▶ **EXERCISE**
Exactly and only the lines from the first entry through the line with "<point>353,361</point>" should be copied, both ends included, with no pictures.
════
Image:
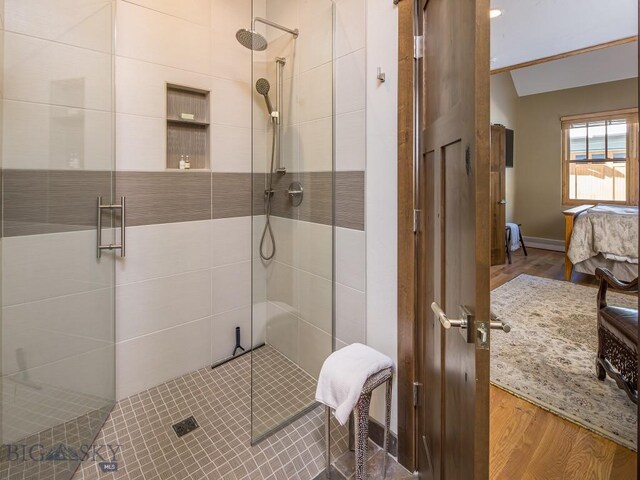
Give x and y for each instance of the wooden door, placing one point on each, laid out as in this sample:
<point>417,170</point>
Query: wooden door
<point>498,193</point>
<point>454,242</point>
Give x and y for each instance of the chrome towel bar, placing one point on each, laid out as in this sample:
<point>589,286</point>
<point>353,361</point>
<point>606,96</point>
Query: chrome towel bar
<point>123,226</point>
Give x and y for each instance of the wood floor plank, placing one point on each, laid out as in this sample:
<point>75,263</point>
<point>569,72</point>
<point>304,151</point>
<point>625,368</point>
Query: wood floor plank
<point>590,457</point>
<point>528,442</point>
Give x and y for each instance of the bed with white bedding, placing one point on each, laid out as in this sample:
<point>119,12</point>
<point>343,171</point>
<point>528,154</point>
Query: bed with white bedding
<point>603,236</point>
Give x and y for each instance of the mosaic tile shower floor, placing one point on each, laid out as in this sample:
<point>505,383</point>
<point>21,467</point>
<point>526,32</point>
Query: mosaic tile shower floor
<point>219,399</point>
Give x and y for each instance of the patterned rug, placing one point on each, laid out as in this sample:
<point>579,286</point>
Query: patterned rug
<point>549,356</point>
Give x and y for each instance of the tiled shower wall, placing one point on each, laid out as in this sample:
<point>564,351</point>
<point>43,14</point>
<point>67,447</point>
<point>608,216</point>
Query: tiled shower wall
<point>186,281</point>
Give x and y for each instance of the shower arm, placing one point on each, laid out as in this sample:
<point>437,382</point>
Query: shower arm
<point>274,25</point>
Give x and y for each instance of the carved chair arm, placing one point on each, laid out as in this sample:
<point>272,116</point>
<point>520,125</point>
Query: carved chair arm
<point>608,279</point>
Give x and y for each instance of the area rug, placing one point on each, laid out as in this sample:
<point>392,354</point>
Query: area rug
<point>549,356</point>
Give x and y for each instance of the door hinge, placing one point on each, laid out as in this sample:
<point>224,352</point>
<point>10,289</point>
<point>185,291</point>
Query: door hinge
<point>416,394</point>
<point>418,45</point>
<point>417,214</point>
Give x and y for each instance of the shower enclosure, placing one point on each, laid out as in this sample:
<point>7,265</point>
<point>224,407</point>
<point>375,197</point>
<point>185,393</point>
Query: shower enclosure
<point>57,321</point>
<point>293,197</point>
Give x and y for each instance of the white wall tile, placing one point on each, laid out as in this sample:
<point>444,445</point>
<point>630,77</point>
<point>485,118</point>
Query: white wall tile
<point>39,136</point>
<point>196,11</point>
<point>350,78</point>
<point>38,267</point>
<point>160,303</point>
<point>42,71</point>
<point>281,289</point>
<point>315,93</point>
<point>350,26</point>
<point>141,86</point>
<point>284,12</point>
<point>231,287</point>
<point>350,314</point>
<point>314,347</point>
<point>158,38</point>
<point>223,332</point>
<point>231,240</point>
<point>316,146</point>
<point>230,149</point>
<point>231,103</point>
<point>351,141</point>
<point>84,23</point>
<point>37,344</point>
<point>259,323</point>
<point>161,250</point>
<point>315,300</point>
<point>282,331</point>
<point>315,43</point>
<point>381,213</point>
<point>153,359</point>
<point>313,244</point>
<point>67,315</point>
<point>351,258</point>
<point>141,143</point>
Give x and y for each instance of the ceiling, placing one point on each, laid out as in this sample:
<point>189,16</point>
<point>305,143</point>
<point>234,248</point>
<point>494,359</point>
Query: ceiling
<point>606,65</point>
<point>533,29</point>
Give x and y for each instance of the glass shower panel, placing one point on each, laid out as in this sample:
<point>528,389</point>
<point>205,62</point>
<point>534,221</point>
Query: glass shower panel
<point>57,345</point>
<point>293,188</point>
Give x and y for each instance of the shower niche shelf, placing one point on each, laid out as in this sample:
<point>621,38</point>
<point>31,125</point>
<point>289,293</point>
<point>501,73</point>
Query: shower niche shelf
<point>187,127</point>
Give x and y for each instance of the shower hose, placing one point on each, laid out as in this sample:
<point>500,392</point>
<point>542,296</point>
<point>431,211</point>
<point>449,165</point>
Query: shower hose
<point>268,194</point>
════
▶ **THE ANSWER**
Image:
Give x and y for each instance of the wooden door, placing one point on each, laid out as in this sample:
<point>417,170</point>
Query: wooden door
<point>498,193</point>
<point>454,242</point>
Give x and y for each instance of the chrome towel bar, placing one point on each, laid out as in this sample:
<point>589,286</point>
<point>353,361</point>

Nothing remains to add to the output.